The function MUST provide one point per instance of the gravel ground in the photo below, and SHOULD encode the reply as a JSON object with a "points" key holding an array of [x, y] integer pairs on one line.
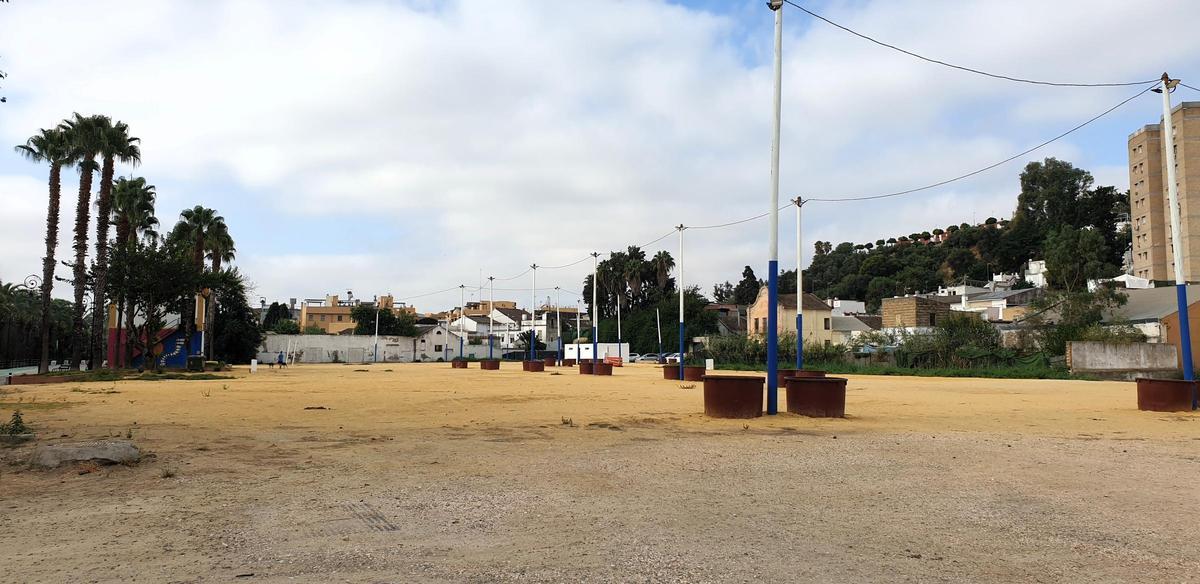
{"points": [[423, 474]]}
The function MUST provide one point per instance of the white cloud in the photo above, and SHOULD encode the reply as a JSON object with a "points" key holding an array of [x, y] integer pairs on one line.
{"points": [[493, 134]]}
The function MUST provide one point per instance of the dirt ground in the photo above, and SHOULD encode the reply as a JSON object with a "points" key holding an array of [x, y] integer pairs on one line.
{"points": [[420, 473]]}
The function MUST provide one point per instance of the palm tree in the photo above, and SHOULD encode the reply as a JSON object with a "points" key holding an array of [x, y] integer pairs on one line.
{"points": [[192, 230], [115, 145], [52, 146], [663, 264], [221, 250], [133, 214], [85, 144]]}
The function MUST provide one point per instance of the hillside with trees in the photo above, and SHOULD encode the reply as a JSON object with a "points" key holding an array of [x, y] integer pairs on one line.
{"points": [[1060, 217]]}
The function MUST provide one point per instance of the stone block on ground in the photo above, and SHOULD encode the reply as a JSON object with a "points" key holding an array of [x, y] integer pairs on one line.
{"points": [[52, 456]]}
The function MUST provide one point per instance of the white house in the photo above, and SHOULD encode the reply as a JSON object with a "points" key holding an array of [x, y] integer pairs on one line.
{"points": [[843, 307]]}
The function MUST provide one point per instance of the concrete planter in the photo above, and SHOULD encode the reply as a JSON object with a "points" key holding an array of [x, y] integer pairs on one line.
{"points": [[733, 396], [783, 374], [690, 373], [1164, 395], [817, 397]]}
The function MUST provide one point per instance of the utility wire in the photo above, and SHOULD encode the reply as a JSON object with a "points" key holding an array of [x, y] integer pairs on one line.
{"points": [[846, 199], [969, 70], [989, 167]]}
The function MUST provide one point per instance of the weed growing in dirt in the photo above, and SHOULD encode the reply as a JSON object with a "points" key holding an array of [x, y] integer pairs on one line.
{"points": [[16, 425]]}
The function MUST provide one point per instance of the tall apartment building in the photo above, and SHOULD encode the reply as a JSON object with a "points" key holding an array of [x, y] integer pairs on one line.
{"points": [[1149, 211]]}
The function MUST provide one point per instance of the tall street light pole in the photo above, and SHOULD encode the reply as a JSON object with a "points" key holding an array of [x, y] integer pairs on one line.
{"points": [[376, 353], [1177, 240], [491, 314], [773, 248], [595, 313], [558, 321], [682, 347], [462, 315], [799, 289], [533, 315]]}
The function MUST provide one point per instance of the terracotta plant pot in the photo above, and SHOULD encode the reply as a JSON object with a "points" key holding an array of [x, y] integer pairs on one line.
{"points": [[733, 396], [690, 372], [817, 397], [783, 374], [1164, 395]]}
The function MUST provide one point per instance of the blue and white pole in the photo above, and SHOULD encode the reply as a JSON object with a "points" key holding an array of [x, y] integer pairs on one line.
{"points": [[558, 323], [773, 248], [679, 283], [533, 315], [799, 289], [619, 297], [1173, 197], [462, 317], [595, 313], [491, 317]]}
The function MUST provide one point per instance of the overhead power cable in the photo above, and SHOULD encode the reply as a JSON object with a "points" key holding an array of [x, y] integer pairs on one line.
{"points": [[960, 67], [989, 167]]}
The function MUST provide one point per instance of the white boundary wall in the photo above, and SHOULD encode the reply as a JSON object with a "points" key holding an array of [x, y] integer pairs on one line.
{"points": [[358, 349]]}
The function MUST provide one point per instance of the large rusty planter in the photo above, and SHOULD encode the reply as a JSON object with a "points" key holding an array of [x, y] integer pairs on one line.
{"points": [[690, 373], [732, 396], [783, 374], [1164, 395], [817, 397]]}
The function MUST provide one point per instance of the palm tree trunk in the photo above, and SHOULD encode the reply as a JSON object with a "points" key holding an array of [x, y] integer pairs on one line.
{"points": [[79, 270], [210, 317], [130, 337], [100, 311], [52, 244]]}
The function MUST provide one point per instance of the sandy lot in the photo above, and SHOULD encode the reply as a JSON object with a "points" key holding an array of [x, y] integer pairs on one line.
{"points": [[419, 473]]}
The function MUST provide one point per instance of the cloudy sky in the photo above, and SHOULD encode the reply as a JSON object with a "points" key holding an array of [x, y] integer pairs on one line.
{"points": [[409, 146]]}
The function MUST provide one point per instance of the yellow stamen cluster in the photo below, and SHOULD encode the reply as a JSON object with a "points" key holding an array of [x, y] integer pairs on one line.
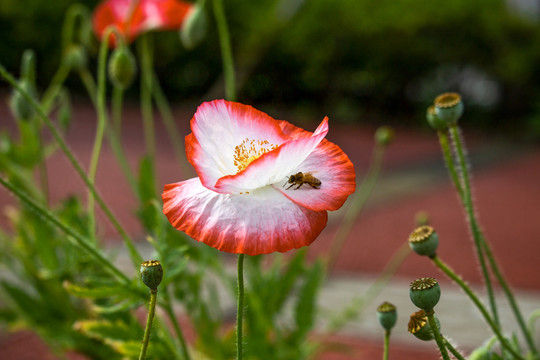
{"points": [[250, 150]]}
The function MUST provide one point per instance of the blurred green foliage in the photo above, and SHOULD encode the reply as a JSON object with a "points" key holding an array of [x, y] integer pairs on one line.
{"points": [[353, 59]]}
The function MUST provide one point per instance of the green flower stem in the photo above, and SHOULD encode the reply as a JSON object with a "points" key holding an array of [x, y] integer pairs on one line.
{"points": [[135, 257], [100, 128], [386, 344], [145, 55], [437, 335], [483, 246], [447, 155], [240, 308], [89, 84], [226, 50], [149, 320], [466, 198], [73, 236], [117, 100], [452, 349], [459, 281], [358, 203], [172, 131], [176, 326]]}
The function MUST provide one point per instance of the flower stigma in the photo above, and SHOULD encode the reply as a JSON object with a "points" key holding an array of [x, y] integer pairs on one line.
{"points": [[249, 150]]}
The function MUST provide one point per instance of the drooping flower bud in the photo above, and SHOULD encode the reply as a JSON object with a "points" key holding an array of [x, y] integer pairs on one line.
{"points": [[20, 106], [151, 274], [75, 57], [424, 241], [384, 135], [193, 29], [419, 326], [425, 293], [122, 67], [435, 121], [387, 315], [449, 107]]}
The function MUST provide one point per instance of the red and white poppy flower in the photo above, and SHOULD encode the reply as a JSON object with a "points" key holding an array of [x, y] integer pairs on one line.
{"points": [[133, 17], [243, 158]]}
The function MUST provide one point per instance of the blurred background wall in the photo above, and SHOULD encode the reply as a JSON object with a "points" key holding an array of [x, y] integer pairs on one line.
{"points": [[355, 60]]}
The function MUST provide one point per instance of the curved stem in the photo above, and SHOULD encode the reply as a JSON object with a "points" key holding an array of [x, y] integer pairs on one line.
{"points": [[475, 230], [358, 203], [145, 54], [149, 320], [240, 308], [73, 236], [135, 257], [452, 349], [447, 155], [437, 335], [459, 281], [386, 344], [226, 50]]}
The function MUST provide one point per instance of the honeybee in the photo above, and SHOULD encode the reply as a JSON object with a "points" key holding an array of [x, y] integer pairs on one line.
{"points": [[301, 178]]}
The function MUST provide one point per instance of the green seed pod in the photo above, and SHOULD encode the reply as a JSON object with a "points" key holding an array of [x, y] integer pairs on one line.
{"points": [[151, 274], [193, 29], [122, 67], [424, 241], [76, 57], [425, 293], [387, 315], [449, 107], [384, 135], [20, 106], [434, 121], [419, 326]]}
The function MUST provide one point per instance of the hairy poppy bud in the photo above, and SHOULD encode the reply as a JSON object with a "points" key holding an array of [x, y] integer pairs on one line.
{"points": [[449, 107], [122, 67], [75, 57], [425, 293], [424, 241], [419, 326], [151, 274], [384, 135], [194, 27], [387, 315]]}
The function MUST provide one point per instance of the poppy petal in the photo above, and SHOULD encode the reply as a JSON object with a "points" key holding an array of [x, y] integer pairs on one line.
{"points": [[275, 165], [222, 128], [261, 222], [333, 169]]}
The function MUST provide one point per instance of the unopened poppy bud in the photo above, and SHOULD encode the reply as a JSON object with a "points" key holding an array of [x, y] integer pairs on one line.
{"points": [[435, 121], [424, 241], [122, 67], [384, 135], [449, 107], [387, 315], [425, 293], [419, 326], [193, 29], [20, 106], [75, 57], [151, 274]]}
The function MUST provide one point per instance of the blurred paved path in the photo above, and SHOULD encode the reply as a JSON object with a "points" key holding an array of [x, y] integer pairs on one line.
{"points": [[507, 191]]}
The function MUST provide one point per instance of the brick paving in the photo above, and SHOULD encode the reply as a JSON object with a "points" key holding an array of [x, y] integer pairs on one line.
{"points": [[507, 192]]}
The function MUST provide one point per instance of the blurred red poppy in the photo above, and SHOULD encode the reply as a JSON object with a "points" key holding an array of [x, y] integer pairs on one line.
{"points": [[133, 17]]}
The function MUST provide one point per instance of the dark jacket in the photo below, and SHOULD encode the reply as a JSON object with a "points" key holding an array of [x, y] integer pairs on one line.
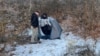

──────

(WORK INSTRUCTION): Your task is to retype the lines running from the one that contains "The function MUST provide one point per instance of the poppy" through the end of the records, and nothing else. Pictures are not part of the copy.

(ANSWER BOX):
The function MUST provide one point per instance of the poppy petal in the photo above, and SHOULD encode the reply as a JSON object with a "points" key holding an array of [x, y] integer pairs on one line.
{"points": [[275, 165], [222, 128], [261, 222], [333, 169]]}
The function MUST provide one point per instance of the unopened poppy bud in the photo above, and SHOULD encode the reply as a JSON object with a "points" key holding an array of [x, y] integer pairs on one line.
{"points": [[435, 121], [424, 241], [122, 67], [384, 135], [449, 107], [387, 315], [425, 293], [419, 326], [193, 29], [20, 106], [75, 57], [151, 274]]}
The function MUST provide one point per instance of the blurred paved path in the photo above, and SHOULD encode the reply as a JSON object with a "points" key holding an array of [x, y] integer pairs on one line.
{"points": [[507, 191]]}
The function MUST provide one point per instance of the brick paving in the photo above, and SHOULD encode the reply as a JSON object with a "points" key holding an array of [x, y] integer pairs on one line.
{"points": [[507, 192]]}
The function MUST provide one point per instance of the blurred red poppy in the photo above, and SHOULD encode the reply as a JSON object with a "points" key holding an array of [x, y] integer pairs on one line.
{"points": [[133, 17]]}
The function MUST provide one point per instance of the dark jacket in the photo below, and SHOULD encode the reply as a JSON object with a "points" key holding an array of [x, y] integer pairs on one line.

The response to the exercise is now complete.